REQUIREMENT » Read the listing below and tally the lines that contain "positive"; the reply is that tally only.

=======

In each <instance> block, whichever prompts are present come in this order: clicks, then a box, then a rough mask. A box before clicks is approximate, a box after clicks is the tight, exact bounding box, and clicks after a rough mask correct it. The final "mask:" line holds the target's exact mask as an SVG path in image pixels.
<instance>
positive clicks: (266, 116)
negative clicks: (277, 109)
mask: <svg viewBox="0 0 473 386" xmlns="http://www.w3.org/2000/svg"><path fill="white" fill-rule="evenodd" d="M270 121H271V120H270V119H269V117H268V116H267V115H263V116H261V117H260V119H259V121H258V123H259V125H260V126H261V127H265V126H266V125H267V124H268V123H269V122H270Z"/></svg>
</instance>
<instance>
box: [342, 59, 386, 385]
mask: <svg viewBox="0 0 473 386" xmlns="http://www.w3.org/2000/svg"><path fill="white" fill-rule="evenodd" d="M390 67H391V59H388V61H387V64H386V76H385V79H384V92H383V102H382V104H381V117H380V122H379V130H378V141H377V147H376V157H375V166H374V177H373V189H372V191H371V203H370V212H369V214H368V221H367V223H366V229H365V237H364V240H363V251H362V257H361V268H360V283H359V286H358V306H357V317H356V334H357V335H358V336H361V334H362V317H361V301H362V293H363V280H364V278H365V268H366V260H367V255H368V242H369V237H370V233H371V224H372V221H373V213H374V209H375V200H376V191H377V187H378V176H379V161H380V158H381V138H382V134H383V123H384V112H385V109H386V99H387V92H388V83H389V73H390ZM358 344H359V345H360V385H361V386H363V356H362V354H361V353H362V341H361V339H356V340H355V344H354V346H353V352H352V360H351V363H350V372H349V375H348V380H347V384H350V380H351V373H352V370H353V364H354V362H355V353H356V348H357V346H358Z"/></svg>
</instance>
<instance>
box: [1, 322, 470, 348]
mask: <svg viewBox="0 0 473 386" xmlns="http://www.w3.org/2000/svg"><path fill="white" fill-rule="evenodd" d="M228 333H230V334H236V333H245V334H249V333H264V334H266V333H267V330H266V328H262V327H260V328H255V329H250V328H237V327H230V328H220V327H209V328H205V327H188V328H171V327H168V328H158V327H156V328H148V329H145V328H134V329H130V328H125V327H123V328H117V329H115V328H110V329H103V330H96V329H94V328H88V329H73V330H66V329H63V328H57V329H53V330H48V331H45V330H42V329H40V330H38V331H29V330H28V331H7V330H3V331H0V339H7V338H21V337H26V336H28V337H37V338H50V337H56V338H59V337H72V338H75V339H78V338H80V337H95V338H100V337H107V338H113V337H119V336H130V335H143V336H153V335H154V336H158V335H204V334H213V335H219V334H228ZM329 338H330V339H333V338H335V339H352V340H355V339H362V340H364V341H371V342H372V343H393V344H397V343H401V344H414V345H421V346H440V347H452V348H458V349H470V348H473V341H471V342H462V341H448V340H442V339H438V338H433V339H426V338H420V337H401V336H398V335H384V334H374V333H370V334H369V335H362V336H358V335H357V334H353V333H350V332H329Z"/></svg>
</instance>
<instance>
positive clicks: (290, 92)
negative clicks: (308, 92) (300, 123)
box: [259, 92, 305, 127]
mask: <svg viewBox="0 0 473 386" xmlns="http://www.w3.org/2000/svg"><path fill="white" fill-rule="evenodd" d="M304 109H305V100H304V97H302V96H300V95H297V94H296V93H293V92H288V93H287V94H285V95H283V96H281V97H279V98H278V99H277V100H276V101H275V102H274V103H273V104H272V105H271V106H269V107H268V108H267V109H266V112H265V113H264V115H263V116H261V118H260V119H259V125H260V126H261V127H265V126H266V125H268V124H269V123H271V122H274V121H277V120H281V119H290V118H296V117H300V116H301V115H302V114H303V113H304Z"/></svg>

=======

RESULT BELOW » 2